▶ [Exercise prompt] Starting at the line that holds "I would appreciate your help locating the white cage", copy every line exactly through the end of the data, and no others.

━━━━━━━━━━━━━━━━━━━━

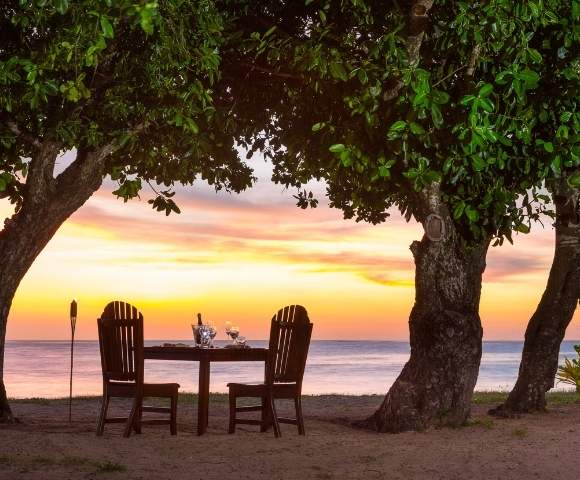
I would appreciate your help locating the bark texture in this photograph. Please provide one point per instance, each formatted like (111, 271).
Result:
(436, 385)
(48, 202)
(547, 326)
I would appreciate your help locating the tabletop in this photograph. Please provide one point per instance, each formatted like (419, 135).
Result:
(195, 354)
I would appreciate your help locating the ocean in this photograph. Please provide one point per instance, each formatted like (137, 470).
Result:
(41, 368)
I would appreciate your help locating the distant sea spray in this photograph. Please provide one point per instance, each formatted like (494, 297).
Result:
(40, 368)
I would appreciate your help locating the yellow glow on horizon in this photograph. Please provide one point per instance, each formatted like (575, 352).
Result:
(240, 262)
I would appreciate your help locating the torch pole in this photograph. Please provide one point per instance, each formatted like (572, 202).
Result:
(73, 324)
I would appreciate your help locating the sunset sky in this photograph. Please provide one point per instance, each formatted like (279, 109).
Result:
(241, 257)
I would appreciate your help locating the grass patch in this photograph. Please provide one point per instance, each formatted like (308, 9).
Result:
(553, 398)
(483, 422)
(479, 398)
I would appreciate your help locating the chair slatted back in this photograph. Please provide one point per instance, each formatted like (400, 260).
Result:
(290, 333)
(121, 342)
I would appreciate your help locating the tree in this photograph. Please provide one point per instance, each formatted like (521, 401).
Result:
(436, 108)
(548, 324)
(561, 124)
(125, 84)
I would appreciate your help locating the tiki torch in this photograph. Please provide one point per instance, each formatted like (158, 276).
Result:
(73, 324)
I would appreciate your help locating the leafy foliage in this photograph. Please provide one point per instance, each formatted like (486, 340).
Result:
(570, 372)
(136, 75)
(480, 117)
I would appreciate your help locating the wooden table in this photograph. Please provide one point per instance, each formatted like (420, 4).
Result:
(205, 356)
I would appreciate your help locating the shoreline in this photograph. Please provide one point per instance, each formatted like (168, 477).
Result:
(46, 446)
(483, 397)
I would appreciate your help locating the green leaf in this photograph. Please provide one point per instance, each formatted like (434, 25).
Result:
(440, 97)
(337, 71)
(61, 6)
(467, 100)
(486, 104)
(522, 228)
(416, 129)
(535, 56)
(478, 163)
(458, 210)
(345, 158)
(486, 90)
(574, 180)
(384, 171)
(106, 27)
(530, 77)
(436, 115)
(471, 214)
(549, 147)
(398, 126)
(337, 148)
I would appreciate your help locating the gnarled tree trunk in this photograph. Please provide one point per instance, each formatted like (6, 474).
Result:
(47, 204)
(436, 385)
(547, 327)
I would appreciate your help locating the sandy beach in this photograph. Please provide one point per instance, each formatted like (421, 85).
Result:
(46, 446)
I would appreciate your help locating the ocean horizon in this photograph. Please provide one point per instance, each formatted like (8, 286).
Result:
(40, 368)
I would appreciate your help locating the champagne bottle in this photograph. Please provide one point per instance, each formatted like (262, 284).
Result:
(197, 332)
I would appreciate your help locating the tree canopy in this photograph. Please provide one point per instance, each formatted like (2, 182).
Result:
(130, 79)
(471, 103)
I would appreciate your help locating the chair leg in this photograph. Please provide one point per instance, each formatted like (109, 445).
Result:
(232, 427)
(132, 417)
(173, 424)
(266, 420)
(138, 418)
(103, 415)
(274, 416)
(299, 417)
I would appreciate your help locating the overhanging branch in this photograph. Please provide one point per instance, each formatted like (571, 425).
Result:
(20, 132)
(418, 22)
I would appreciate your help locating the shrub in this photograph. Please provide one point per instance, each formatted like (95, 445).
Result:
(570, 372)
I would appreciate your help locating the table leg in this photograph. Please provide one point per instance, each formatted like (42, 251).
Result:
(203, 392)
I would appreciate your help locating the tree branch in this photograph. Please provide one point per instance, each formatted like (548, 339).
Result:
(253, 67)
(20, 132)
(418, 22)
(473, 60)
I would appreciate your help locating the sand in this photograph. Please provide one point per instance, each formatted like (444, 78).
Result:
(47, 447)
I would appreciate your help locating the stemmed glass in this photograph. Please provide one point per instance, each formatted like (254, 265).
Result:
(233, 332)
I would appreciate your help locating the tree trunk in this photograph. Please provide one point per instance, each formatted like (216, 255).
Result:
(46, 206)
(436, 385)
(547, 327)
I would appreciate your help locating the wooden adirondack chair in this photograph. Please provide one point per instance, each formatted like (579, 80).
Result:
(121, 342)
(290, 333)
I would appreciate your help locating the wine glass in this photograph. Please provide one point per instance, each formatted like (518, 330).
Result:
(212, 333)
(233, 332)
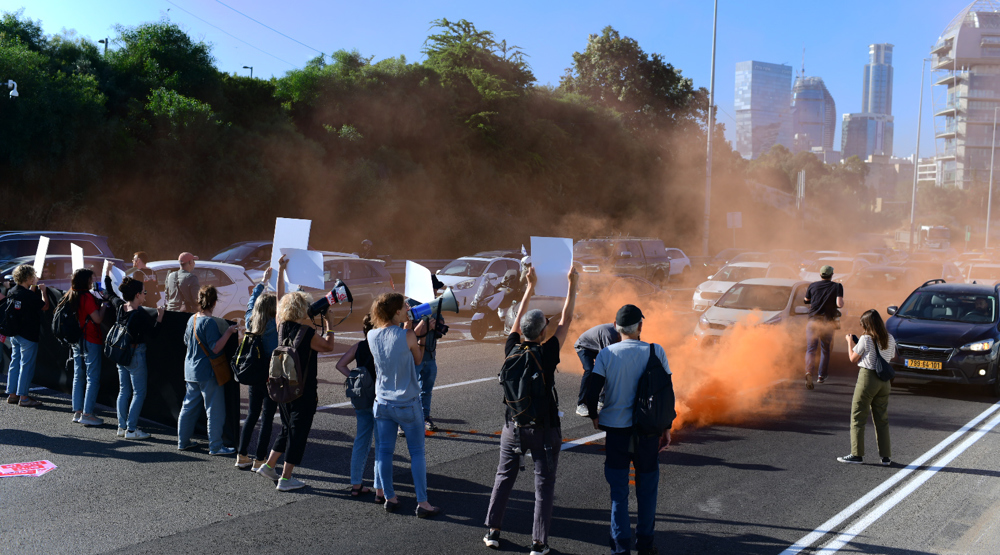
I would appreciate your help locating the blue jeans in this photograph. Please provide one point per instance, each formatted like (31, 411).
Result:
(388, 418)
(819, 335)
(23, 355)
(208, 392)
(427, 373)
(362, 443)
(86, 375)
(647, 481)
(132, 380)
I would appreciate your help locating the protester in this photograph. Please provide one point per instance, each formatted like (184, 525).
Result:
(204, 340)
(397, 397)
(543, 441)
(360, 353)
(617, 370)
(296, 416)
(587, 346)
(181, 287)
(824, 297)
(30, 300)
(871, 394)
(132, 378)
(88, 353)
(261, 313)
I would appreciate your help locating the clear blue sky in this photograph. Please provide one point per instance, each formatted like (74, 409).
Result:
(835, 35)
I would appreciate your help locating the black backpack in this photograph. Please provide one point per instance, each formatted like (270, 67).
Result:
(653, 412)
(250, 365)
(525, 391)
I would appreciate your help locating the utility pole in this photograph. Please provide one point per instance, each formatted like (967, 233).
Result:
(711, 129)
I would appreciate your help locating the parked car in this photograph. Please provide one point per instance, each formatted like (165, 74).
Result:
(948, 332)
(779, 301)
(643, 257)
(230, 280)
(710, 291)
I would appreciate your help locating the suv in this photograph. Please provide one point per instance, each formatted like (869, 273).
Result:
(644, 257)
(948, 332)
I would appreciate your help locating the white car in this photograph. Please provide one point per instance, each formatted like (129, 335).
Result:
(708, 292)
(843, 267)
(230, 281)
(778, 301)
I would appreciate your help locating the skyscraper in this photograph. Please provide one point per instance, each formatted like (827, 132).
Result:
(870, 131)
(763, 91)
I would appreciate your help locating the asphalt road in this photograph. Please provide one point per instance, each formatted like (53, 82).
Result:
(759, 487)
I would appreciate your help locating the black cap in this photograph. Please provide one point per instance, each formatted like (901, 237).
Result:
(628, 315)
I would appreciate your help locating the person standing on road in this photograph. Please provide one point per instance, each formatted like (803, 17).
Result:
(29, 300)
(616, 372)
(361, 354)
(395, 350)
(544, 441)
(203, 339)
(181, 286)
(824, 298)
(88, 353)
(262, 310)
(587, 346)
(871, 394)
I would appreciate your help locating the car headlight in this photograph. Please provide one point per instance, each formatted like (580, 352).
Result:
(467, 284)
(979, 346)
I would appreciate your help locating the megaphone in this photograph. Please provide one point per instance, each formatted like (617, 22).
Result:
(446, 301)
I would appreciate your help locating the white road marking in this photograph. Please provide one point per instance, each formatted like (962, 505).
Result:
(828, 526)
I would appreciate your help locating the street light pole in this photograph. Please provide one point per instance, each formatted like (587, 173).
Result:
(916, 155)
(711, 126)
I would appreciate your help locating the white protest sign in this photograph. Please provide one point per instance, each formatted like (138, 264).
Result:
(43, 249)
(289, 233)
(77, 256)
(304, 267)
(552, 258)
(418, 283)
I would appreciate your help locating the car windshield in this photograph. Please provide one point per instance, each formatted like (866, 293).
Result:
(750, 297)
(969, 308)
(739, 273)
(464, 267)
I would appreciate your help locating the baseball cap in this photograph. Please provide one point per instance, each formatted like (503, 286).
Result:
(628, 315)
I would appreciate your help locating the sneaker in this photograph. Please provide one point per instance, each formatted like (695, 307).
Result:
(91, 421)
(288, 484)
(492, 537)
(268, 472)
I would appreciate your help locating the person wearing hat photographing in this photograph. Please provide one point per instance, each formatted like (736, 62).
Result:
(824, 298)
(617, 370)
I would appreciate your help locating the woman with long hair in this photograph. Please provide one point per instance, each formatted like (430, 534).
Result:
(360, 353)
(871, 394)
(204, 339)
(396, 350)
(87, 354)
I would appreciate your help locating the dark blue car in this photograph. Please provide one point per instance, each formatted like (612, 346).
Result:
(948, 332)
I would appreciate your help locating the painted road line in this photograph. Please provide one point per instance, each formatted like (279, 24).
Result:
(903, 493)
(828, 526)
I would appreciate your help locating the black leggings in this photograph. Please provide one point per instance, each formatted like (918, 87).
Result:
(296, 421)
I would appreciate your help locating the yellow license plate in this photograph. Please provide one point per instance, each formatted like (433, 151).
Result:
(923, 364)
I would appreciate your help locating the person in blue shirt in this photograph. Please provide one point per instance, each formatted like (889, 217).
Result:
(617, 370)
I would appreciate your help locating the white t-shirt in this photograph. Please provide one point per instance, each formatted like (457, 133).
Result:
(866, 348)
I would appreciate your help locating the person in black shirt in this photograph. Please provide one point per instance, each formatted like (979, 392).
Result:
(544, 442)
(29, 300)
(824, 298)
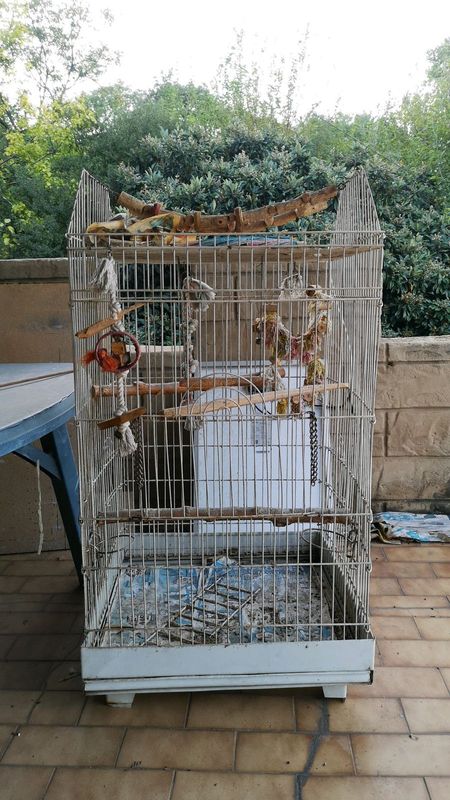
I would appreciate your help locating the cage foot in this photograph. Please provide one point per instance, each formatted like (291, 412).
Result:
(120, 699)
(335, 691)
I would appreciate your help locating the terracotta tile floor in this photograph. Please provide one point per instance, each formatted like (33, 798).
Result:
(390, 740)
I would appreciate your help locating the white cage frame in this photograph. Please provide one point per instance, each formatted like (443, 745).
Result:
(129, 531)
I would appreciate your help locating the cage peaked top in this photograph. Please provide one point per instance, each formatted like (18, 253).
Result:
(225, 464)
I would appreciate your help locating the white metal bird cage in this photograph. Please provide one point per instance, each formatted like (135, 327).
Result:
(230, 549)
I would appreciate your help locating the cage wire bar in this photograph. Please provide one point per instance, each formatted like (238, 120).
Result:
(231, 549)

━━━━━━━━━━━━━━━━━━━━

▶ [Expected output]
I would appreciate your help locating the white cage frame in this photograph. Please provide one point per instance, each formatted like (443, 745).
Result:
(129, 531)
I would appreciate your help locating the cage peaked top in this photograph. Please provide one point per instance, each formatted like (18, 253).
Result:
(225, 464)
I would appreciate your help locating the white metal bird cage in this photograph. Please provide one point per instance, each formatted like (135, 327).
Result:
(230, 549)
I would appreciate your help locating the cage wire bar in this photograph. Please provide one point per instance, each formatted like (238, 120).
Result:
(231, 549)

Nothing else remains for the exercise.